DESCRIPTION OF THE TASK:
From the items below, return the lines that begin with the line containing "Exercise. For every instance of the green" and continue through the line containing "[(149, 101), (141, 176), (88, 152), (125, 130), (104, 87)]", copied without change. Include both end lines.

++++ RECORDS TO PROCESS ++++

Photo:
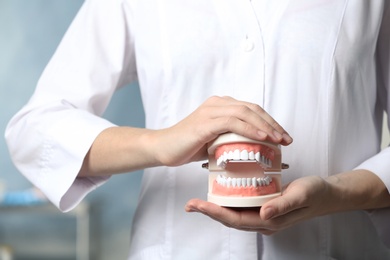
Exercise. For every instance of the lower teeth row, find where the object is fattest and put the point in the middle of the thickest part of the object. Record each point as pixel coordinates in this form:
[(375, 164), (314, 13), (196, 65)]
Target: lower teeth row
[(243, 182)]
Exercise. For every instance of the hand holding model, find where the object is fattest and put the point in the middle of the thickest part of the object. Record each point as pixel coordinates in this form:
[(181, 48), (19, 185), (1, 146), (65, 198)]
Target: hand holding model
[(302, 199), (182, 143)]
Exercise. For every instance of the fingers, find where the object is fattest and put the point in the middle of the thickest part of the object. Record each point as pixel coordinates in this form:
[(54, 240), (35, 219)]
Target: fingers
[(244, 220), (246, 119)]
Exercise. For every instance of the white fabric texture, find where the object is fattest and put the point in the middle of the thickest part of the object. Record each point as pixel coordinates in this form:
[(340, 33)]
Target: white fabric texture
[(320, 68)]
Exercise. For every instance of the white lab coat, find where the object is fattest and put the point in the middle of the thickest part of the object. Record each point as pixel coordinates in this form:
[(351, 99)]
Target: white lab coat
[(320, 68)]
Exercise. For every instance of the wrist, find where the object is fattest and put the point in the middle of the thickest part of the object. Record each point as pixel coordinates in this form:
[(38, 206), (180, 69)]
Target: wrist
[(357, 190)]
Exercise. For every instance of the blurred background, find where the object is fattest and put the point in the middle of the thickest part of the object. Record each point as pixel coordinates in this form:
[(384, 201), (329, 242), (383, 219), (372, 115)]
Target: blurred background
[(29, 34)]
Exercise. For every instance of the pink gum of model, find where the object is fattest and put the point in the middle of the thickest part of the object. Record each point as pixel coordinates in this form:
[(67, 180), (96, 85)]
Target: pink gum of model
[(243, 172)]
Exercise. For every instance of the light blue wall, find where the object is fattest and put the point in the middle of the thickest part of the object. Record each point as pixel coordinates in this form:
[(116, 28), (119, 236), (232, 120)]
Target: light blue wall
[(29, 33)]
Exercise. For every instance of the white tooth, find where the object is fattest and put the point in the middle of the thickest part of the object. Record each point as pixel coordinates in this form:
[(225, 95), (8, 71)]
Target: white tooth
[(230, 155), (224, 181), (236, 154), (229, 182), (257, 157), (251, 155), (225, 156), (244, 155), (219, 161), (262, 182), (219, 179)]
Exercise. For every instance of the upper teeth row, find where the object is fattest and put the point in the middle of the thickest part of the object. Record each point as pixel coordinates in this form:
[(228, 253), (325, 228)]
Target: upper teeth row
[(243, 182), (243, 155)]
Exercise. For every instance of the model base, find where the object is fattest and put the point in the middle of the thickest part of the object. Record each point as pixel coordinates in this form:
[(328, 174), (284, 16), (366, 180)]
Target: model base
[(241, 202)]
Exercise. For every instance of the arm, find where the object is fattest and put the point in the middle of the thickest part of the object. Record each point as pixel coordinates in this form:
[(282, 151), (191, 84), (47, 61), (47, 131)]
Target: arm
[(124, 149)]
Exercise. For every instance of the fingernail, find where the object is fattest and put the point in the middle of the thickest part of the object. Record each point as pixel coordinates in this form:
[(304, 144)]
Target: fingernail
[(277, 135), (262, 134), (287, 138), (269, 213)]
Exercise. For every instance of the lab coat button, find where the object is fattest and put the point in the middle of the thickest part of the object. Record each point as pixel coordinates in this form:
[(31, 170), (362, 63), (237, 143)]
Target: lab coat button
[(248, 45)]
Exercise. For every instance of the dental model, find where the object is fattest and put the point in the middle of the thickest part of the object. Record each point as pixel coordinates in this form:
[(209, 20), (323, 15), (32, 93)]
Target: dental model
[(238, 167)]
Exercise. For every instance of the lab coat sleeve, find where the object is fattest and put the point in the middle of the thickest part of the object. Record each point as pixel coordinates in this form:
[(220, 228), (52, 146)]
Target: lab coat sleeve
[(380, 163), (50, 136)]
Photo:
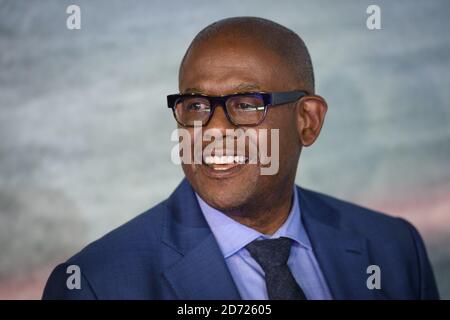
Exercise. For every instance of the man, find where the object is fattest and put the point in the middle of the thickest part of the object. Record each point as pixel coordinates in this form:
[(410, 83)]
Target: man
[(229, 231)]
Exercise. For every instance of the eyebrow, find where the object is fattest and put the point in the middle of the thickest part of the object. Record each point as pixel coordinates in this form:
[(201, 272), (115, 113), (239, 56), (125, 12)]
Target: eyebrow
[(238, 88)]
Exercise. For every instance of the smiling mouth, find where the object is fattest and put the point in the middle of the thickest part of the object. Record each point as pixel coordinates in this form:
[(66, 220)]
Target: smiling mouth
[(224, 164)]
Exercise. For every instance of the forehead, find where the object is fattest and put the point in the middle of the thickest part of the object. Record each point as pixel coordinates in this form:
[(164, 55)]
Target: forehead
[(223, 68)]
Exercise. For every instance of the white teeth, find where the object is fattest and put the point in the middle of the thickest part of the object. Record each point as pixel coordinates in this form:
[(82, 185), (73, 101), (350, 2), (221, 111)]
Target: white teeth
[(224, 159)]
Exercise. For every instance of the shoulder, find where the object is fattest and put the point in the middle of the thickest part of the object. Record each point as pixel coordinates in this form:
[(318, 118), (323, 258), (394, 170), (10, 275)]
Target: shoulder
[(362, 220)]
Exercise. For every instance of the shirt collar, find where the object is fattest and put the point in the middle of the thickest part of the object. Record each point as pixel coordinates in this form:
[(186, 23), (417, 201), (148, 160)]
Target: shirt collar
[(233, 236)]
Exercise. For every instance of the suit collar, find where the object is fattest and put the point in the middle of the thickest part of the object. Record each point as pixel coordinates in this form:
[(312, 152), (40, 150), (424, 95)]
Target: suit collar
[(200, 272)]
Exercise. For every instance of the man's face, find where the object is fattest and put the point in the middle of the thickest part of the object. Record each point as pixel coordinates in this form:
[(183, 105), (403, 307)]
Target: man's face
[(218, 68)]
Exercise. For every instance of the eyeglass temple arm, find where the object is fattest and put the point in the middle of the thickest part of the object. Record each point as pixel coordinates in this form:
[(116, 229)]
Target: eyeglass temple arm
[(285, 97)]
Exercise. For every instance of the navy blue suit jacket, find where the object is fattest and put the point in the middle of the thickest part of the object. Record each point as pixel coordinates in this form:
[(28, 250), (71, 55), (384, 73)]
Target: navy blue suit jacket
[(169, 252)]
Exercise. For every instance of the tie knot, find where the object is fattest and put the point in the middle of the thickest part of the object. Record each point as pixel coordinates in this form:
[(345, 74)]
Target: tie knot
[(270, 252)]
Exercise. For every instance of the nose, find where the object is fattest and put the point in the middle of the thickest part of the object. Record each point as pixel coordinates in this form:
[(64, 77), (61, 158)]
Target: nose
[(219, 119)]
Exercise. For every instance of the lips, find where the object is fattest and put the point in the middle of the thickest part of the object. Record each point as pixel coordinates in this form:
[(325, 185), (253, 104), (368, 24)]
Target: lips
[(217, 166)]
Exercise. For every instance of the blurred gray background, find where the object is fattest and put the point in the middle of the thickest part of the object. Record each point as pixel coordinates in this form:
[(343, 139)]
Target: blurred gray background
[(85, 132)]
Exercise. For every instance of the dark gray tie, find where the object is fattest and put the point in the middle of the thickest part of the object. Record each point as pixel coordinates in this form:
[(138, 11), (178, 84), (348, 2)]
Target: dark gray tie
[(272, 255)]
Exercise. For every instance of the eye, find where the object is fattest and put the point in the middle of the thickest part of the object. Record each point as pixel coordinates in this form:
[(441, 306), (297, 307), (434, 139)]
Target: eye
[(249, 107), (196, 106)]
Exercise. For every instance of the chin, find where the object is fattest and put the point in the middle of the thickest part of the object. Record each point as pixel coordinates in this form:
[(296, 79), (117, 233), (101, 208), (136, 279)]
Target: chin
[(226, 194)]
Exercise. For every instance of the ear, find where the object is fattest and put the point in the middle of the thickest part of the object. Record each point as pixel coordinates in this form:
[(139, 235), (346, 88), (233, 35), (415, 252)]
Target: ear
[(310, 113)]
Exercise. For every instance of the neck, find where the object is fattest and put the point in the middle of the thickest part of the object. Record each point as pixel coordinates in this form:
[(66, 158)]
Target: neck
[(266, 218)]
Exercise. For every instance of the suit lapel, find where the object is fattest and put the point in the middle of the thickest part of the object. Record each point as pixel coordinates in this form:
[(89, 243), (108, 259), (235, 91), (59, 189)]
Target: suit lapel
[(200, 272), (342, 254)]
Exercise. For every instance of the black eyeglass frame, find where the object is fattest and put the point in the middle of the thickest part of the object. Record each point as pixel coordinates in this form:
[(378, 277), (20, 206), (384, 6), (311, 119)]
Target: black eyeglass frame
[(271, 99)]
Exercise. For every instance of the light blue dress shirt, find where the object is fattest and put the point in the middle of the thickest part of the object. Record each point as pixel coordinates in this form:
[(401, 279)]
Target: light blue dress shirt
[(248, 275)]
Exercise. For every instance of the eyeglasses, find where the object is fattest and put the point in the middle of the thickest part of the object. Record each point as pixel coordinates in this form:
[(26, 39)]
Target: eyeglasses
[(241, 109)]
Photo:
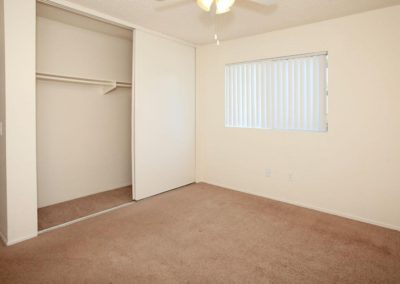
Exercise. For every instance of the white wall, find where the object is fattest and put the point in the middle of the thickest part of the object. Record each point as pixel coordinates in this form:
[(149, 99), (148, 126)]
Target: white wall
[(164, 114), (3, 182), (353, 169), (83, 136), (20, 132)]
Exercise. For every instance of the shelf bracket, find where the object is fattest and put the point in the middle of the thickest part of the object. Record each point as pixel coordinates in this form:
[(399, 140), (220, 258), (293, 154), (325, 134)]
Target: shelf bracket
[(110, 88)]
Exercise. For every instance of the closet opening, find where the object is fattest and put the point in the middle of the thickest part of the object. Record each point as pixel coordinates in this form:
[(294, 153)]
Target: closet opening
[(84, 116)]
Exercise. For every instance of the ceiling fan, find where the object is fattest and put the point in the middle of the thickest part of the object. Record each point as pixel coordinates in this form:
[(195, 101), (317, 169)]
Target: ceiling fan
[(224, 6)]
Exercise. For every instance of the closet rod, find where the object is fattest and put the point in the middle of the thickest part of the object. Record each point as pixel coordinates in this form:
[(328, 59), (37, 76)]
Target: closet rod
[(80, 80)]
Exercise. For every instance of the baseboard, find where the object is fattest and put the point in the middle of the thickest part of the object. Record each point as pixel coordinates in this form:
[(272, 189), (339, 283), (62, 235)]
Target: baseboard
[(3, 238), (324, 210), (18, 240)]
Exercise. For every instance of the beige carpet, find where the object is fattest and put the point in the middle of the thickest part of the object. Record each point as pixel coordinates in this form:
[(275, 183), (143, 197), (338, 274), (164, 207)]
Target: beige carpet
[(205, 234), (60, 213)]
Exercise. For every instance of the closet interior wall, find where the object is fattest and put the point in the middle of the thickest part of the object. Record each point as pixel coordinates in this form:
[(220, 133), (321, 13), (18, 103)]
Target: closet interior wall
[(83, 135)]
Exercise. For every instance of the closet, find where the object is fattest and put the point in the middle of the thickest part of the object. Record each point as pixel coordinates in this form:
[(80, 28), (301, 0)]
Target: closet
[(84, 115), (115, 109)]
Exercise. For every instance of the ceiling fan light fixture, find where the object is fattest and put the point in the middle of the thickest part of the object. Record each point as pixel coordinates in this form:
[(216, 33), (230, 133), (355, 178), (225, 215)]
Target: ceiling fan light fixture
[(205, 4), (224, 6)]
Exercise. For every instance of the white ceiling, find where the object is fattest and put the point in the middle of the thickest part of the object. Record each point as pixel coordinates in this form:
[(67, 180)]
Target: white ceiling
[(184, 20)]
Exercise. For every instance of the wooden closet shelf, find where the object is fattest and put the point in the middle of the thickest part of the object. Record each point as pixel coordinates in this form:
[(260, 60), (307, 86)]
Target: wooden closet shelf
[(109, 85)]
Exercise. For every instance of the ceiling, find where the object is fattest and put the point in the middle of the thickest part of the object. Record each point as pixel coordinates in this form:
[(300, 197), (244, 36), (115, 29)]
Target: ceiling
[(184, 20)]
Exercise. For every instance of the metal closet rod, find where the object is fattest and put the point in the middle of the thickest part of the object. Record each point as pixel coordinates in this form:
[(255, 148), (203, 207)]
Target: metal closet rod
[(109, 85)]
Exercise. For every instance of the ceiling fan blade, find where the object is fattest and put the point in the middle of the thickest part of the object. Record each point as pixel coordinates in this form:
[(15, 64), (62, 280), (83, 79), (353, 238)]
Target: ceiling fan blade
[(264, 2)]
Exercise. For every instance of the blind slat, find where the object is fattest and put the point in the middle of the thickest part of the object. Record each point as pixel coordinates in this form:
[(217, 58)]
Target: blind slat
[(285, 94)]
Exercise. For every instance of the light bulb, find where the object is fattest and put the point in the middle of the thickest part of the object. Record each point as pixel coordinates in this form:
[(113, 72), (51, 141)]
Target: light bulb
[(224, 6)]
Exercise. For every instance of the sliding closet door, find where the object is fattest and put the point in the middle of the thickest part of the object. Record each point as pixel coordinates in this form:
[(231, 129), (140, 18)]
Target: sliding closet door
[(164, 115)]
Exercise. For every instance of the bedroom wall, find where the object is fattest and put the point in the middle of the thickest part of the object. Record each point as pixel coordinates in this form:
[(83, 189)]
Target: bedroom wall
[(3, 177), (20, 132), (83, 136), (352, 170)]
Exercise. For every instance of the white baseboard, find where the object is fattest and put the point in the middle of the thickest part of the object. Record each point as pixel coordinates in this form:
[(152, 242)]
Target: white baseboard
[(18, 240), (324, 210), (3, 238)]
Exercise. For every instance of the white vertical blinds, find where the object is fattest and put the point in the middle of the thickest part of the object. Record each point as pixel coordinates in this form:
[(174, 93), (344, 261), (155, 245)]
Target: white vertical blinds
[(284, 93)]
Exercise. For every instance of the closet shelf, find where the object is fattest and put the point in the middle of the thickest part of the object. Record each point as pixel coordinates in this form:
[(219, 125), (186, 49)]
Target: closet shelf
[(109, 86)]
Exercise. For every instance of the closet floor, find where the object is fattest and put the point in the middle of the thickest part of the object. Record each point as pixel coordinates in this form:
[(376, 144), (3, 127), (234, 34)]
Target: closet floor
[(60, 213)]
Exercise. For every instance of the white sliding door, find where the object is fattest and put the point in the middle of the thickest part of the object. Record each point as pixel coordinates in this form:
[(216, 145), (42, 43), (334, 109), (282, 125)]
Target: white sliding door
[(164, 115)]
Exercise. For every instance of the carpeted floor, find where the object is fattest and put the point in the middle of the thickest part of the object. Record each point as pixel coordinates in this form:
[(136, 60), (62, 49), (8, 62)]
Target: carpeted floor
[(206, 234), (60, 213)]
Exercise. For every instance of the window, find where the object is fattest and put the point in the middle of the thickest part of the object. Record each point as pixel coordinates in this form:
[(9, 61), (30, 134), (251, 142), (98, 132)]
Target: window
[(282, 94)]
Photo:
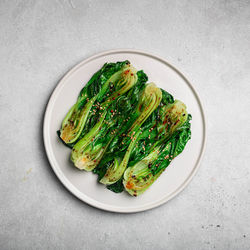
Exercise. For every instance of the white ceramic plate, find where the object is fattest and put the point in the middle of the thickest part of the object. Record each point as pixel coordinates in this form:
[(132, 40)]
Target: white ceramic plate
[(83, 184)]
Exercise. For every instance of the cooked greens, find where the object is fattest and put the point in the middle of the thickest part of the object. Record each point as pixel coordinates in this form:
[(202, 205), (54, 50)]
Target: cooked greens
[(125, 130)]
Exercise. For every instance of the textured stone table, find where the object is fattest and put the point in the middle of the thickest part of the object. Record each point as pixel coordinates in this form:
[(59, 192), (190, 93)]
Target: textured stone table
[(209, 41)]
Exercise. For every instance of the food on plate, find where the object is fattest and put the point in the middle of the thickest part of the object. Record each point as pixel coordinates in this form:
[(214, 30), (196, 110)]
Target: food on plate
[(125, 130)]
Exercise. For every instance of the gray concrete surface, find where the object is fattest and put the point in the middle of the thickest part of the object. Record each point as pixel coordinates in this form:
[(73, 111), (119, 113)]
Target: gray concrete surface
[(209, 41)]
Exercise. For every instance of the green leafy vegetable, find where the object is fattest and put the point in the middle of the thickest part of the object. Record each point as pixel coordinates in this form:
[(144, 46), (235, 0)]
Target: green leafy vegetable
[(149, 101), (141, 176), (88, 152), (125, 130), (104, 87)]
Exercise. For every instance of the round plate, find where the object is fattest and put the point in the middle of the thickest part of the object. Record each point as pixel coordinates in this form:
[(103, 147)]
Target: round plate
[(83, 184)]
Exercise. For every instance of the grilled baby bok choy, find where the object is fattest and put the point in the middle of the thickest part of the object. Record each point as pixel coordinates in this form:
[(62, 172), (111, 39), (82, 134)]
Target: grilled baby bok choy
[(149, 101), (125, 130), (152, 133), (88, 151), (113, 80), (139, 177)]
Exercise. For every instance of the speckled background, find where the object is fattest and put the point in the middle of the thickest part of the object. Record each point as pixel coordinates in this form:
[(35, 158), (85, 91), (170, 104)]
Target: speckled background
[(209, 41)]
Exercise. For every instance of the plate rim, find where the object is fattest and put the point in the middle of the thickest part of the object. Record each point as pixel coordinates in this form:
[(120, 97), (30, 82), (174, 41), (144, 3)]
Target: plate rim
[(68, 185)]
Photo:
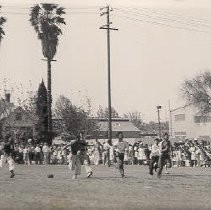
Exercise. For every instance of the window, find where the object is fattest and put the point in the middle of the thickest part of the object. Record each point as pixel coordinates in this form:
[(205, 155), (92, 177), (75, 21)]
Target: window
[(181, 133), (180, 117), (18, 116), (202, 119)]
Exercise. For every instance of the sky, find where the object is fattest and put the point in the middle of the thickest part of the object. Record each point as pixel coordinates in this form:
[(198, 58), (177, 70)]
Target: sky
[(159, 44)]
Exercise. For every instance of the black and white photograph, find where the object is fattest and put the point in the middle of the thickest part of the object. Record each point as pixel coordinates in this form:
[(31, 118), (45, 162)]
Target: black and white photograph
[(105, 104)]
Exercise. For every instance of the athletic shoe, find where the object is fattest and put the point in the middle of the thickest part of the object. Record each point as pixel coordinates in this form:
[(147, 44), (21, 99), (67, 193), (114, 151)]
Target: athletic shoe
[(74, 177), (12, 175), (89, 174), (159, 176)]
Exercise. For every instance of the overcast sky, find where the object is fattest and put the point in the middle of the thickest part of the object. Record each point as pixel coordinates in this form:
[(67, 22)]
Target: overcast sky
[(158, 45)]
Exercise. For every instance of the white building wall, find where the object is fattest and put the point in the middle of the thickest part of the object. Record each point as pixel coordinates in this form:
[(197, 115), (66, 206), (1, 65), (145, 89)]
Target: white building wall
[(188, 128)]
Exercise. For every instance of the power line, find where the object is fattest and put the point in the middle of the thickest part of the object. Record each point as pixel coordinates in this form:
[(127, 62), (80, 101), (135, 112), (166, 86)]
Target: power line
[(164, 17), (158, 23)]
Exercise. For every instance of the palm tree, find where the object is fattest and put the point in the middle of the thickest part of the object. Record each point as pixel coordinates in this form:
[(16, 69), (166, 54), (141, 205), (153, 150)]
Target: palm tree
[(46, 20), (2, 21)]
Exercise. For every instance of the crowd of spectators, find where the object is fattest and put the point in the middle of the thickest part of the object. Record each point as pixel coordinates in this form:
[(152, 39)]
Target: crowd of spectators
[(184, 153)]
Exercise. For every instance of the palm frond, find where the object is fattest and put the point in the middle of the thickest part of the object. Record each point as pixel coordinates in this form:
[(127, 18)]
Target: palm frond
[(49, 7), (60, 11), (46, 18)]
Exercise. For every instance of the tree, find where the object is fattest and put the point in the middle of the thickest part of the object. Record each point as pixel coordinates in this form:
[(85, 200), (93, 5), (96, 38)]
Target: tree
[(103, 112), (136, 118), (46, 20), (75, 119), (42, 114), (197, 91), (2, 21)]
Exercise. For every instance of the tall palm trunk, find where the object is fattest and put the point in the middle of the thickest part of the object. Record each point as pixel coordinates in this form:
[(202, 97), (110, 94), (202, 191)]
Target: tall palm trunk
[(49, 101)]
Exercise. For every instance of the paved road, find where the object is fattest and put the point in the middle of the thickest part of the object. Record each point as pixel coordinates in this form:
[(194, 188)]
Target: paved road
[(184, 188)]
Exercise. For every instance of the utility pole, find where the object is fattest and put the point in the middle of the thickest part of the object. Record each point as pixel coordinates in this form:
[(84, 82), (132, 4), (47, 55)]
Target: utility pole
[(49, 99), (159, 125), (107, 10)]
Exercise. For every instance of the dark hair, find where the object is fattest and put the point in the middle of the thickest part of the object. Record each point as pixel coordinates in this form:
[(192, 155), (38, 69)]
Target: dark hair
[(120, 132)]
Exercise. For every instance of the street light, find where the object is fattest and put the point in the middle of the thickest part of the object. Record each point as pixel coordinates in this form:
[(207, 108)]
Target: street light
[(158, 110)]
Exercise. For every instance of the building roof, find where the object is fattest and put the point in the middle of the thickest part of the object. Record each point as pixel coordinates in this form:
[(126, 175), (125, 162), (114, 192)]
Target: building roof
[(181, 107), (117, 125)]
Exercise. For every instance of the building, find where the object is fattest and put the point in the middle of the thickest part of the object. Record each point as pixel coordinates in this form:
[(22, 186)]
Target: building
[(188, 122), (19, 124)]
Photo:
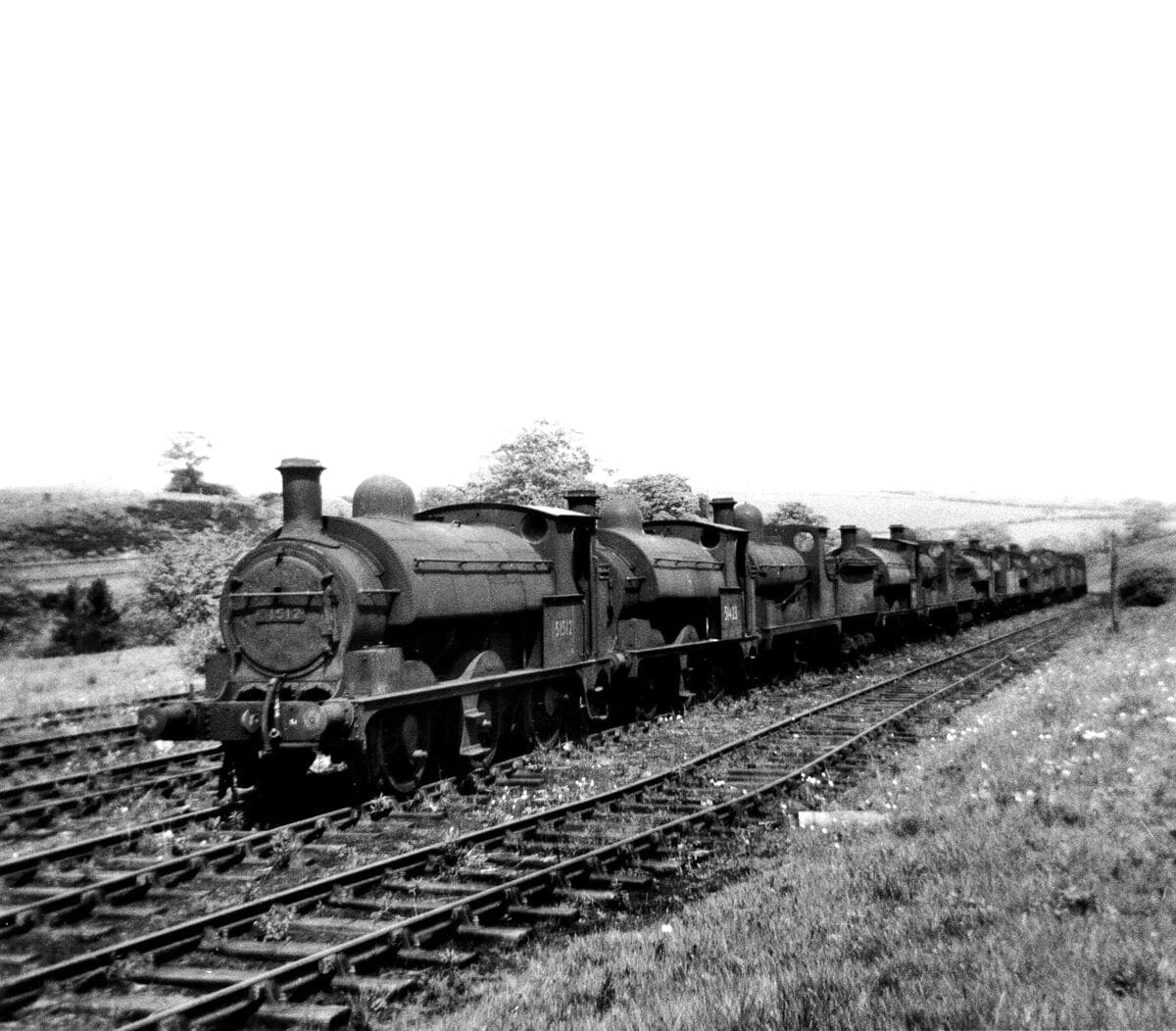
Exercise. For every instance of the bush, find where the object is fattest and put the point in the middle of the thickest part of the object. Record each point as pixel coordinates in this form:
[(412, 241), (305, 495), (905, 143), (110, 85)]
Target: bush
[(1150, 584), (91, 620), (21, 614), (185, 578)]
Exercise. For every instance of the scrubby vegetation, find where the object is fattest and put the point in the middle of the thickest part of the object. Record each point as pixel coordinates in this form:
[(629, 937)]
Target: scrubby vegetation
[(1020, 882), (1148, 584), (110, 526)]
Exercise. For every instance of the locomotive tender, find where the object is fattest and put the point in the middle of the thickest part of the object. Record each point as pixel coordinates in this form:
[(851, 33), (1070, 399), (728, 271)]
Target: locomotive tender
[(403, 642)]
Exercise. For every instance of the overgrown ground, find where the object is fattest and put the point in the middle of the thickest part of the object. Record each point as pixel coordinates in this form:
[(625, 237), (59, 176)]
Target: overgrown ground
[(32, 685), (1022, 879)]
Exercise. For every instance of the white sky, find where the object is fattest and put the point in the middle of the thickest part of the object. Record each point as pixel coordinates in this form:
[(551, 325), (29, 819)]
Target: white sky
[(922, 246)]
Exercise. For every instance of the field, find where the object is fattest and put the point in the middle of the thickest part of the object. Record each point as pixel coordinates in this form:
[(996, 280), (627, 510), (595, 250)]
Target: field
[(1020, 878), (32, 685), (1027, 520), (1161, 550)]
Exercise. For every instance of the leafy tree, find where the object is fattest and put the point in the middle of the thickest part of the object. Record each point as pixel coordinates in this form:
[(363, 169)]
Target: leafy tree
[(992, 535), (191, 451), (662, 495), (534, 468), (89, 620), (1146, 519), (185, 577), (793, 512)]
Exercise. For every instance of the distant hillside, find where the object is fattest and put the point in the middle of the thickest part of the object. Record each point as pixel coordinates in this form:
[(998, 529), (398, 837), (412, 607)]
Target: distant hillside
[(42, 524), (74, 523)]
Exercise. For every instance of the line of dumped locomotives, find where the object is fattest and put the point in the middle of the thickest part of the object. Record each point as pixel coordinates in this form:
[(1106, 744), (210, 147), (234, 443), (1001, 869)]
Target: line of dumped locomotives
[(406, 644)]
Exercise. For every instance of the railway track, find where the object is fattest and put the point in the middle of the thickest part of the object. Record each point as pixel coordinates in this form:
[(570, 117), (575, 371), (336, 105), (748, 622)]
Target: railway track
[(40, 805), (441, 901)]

++++

COMPLETED EXERCISE:
Exercise. For every instance of the green leafy vegetable, find where the object is fattest and put the point in the middle of the thickest part of the object. Record each point as pixel coordinates in this form:
[(144, 46), (235, 0)]
Target: green leafy vegetable
[(149, 101), (141, 176), (88, 152), (125, 130), (104, 87)]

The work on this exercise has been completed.